··· Given records
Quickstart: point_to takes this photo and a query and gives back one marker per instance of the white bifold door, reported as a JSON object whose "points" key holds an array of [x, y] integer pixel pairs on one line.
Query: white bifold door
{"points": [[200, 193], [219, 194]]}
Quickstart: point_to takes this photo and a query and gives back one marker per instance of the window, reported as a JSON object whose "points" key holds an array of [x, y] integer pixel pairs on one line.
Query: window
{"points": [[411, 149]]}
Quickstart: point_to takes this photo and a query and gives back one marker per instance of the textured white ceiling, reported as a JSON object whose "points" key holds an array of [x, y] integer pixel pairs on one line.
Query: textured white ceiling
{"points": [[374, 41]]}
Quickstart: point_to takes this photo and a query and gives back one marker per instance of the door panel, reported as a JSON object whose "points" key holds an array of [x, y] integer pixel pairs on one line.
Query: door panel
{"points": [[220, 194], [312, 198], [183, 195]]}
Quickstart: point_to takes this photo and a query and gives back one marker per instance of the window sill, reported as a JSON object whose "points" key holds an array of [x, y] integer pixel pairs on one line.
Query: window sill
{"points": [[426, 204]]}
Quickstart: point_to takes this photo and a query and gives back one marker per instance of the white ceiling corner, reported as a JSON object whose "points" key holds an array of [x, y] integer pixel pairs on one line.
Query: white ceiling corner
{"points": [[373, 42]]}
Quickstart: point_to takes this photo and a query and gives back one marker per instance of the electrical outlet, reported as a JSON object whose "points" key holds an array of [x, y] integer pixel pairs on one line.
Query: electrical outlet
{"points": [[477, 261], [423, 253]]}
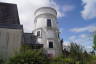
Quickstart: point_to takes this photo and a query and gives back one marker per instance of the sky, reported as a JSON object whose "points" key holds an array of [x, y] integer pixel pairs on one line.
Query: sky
{"points": [[76, 18]]}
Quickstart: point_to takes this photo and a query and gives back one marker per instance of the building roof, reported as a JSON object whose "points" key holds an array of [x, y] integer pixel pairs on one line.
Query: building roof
{"points": [[8, 13]]}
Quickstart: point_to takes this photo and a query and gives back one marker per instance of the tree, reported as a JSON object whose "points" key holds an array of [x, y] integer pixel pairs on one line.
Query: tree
{"points": [[28, 57], [94, 42]]}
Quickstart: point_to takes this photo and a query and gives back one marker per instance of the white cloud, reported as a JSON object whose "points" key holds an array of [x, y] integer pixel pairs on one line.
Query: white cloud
{"points": [[26, 10], [90, 28], [89, 11], [66, 43]]}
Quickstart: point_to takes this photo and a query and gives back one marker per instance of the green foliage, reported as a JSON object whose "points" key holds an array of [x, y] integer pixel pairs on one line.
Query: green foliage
{"points": [[28, 57], [94, 42]]}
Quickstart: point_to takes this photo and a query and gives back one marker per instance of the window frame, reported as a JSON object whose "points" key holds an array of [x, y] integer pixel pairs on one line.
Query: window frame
{"points": [[49, 44], [49, 23]]}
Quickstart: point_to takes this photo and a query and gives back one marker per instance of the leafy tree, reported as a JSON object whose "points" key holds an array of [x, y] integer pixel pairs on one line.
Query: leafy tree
{"points": [[94, 42], [28, 57]]}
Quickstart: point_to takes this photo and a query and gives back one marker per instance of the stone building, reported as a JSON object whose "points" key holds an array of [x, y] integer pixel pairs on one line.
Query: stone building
{"points": [[12, 37], [10, 30], [47, 31]]}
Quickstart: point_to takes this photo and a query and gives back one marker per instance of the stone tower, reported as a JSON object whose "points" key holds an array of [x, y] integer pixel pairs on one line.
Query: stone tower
{"points": [[47, 31]]}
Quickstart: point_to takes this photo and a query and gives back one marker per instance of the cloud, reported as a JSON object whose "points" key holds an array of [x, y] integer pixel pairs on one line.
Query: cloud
{"points": [[89, 11], [26, 10], [68, 8], [83, 36], [90, 28]]}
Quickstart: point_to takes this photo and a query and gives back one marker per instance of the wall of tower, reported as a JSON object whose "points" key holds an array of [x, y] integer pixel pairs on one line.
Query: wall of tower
{"points": [[10, 42]]}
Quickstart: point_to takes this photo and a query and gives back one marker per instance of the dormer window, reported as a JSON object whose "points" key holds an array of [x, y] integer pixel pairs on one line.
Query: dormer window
{"points": [[38, 34], [49, 23]]}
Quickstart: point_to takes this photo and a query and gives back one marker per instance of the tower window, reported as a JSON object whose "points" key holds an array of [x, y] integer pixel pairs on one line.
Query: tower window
{"points": [[38, 33], [48, 22], [50, 44]]}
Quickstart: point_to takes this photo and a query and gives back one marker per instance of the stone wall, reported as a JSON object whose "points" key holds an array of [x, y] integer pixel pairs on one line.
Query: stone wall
{"points": [[10, 42]]}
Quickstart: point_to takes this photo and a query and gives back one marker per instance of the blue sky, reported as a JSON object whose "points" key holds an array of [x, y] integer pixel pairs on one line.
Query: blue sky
{"points": [[75, 27], [76, 18]]}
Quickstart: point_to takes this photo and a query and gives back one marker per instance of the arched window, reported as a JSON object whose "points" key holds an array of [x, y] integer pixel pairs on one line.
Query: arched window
······
> _Work request_
Looking through the data above, copy out each line in which the string "arched" occurs.

> _Result of the exercise_
Quickstart: point_to takes this photo and a query and gives back one marker per instance of the arched window, reported as a JSON object whose "points" key holds an array of [x, y] integer pixel pairs on one line.
Query: arched window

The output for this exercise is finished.